Excerpted text:
%%
Thread: A programming languag with one token

  1. #1
    Officially An Architect brewbuck's Avatar
    Join Date
    Mar 2007
    Location
    Portland, OR
    Posts
    7,396

    A programming languag with one token

    We've been seeing a lot of riddles lately. Somebody mentioned constructing a computer which has only a single instruction. This is a somewhat related problem.

    Construct a programming language that uses only a single token. For consistency, let's use '@' as the token. There is no whitespace -- nothing except '@'. The language you construct must be Turing-complete. Implement an interpreter for this language.
    Code:
    //try
    //{
    	if (a) do { f( b); } while(1);
    	else   do { f(!b); } while(1);
    //}

  2. #2
    Cat without Hat CornedBee's Avatar
    Join Date
    Apr 2003
    Posts
    8,895
    Clarify the restriction, please. A program is a single string consisting exclusively of a variable number of '@'?
    All the buzzt!
    CornedBee

    "There is not now, nor has there ever been, nor will there ever be, any programming language in which it is the least bit difficult to write bad code."
    - Flon's Law

  3. #3
    Officially An Architect brewbuck's Avatar
    Join Date
    Mar 2007
    Location
    Portland, OR
    Posts
    7,396
    Quote Originally Posted by CornedBee View Post
    Clarify the restriction, please. A program is a single string consisting exclusively of a variable number of '@'?
%%
Exercises:
**1.** Write out the stretch of the forum thread on a one-token language from "Construct a programming" through "for this language.".
**2.** In the forum thread on a one-token language, which character does the opening post pick as the single token?

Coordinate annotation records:
%%
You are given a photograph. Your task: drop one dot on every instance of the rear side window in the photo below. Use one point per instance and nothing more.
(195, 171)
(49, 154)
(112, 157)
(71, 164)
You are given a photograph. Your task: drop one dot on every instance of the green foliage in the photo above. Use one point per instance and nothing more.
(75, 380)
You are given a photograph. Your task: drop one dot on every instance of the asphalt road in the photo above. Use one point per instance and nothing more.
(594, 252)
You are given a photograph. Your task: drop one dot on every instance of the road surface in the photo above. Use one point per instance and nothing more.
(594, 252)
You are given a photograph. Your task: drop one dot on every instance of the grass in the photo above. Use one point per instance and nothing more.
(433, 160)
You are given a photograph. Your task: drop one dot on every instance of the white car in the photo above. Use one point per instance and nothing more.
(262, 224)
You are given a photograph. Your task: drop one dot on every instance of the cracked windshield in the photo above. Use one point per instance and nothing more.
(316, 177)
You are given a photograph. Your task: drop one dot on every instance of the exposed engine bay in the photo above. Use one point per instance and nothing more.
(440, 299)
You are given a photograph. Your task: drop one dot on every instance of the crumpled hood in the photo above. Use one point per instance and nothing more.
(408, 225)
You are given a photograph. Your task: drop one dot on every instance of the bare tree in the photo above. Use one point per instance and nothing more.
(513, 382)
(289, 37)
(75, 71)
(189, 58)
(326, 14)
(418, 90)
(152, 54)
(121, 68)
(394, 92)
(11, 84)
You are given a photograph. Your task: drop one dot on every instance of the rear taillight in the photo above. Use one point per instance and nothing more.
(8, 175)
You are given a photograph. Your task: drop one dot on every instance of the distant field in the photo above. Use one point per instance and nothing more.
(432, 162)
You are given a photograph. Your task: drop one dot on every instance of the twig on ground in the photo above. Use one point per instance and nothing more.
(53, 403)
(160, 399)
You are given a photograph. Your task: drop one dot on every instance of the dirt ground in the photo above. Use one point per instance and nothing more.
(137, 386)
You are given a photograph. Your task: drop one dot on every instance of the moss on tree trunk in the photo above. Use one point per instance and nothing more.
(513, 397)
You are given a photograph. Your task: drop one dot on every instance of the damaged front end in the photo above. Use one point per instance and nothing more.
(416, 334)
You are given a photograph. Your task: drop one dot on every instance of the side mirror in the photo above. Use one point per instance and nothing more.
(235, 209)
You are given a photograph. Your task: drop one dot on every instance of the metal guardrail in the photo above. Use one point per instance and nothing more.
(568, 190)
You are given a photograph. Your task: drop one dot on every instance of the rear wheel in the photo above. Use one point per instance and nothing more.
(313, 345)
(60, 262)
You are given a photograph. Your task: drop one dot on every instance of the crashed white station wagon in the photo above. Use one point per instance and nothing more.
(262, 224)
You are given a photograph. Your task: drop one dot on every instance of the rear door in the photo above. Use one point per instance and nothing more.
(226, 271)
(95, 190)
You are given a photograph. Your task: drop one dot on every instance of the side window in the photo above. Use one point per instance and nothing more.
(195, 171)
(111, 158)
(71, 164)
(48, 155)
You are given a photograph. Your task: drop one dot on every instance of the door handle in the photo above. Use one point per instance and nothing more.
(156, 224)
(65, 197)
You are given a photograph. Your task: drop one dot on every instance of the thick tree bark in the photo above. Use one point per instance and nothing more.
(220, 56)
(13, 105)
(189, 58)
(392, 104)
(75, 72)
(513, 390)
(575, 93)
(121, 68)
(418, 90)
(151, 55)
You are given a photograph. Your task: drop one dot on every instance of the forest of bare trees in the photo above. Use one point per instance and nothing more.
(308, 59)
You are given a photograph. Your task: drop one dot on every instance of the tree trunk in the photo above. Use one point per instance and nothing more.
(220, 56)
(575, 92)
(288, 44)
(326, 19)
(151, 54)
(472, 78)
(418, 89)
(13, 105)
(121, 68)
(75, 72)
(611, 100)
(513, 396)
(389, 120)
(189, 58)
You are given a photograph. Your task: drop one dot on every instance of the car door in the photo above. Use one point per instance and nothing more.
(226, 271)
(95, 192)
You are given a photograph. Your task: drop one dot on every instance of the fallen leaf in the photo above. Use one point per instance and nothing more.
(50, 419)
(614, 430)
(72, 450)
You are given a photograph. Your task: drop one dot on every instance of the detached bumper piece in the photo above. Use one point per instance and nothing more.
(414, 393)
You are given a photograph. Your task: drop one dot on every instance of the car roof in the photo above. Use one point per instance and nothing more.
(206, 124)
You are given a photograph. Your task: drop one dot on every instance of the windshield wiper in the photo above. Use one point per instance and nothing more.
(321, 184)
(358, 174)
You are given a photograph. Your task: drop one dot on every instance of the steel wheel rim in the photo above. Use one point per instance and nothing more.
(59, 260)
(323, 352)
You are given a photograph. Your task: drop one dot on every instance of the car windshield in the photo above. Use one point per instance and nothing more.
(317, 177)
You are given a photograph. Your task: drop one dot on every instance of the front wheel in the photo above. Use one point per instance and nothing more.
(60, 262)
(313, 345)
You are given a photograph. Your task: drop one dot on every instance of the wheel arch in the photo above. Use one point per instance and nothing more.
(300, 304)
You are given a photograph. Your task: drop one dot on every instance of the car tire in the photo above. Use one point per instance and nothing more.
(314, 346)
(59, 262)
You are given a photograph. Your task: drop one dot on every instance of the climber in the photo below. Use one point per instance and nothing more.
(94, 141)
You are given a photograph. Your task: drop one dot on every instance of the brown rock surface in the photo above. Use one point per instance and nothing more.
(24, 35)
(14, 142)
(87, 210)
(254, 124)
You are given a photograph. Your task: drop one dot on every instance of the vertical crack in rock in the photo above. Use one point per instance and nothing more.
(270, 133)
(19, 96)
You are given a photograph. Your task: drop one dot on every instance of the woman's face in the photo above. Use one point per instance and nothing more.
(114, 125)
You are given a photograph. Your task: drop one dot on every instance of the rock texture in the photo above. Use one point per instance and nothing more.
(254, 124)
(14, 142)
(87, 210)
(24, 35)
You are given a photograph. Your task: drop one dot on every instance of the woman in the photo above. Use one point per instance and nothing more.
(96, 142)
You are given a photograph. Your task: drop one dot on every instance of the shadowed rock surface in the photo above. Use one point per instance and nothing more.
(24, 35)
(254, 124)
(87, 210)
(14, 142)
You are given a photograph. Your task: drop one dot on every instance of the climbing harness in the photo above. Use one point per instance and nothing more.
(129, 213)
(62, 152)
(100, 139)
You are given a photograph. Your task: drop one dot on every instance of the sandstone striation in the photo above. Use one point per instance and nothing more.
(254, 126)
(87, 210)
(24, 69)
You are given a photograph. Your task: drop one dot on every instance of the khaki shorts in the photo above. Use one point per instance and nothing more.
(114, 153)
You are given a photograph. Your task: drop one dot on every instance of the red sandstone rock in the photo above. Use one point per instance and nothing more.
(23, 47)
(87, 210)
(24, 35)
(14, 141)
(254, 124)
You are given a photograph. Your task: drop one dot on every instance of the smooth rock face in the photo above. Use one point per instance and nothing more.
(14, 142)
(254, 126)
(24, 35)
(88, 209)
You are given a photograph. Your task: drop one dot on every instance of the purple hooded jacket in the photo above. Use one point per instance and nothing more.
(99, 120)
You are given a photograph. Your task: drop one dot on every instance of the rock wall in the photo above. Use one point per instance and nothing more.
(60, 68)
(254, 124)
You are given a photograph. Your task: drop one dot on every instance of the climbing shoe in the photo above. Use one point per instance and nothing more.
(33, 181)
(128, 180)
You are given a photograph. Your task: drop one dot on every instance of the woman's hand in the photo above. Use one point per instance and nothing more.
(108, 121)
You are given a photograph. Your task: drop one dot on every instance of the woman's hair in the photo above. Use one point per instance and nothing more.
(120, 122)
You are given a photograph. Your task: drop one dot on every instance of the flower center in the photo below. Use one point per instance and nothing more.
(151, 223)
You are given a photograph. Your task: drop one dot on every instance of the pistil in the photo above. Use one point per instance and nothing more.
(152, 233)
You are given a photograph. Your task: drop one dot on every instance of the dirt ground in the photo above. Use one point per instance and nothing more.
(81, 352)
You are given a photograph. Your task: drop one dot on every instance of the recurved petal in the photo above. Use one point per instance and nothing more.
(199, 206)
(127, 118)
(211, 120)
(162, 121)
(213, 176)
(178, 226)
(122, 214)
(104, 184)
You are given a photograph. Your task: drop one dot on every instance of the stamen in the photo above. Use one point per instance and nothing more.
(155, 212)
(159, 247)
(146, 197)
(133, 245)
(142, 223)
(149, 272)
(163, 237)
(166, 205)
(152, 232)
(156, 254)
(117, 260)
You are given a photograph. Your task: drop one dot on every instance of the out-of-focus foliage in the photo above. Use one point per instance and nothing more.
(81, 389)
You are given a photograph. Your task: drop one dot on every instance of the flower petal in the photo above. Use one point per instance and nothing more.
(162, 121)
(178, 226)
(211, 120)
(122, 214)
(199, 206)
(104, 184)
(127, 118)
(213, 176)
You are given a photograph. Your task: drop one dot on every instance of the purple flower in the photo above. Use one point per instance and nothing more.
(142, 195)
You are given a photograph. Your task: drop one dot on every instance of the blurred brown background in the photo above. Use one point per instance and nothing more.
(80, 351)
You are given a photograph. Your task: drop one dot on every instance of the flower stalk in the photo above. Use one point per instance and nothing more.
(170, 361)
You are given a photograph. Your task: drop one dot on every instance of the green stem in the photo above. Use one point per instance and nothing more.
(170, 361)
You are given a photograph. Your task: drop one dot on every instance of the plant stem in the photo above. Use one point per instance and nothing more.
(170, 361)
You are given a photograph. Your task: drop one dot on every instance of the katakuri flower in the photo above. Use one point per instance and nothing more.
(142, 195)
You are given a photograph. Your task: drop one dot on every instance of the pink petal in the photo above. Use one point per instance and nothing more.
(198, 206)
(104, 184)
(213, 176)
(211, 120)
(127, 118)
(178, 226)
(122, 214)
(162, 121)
%%
Outputs in order:
**1.**
Construct a programming language that uses only a single token. For consistency, let's use '@' as the token. There is no whitespace -- nothing except '@'. The language you construct must be Turing-complete. Implement an interpreter for this language.

**2.** The '@' character.